All entries below are to be duplicated verbatim.

> [EXERCISE INPUT]:
╭──
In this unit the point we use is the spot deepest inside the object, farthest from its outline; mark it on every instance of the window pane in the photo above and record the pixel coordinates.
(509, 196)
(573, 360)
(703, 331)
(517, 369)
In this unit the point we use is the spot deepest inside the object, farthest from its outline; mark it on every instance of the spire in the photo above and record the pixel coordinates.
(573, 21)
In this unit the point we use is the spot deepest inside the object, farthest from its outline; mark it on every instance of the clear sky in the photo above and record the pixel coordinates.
╰──
> [PROBLEM SOLUTION]:
In this unit the point we use is the spot deepest inside the object, farthest from its outline; mark it on every instance of the window pane in the photo above and record the pixel coordinates.
(509, 196)
(573, 360)
(703, 331)
(517, 369)
In this unit the point we use is the spot deepest inside the object, farthest from its outline; mark it on every instance of the spire in the photo above and record the pixel coordinates.
(573, 21)
In this unit the point we use is the spot deepest inside the object, farthest from its outline; mark it on every instance of the clear sky in the photo above and record the pixel coordinates.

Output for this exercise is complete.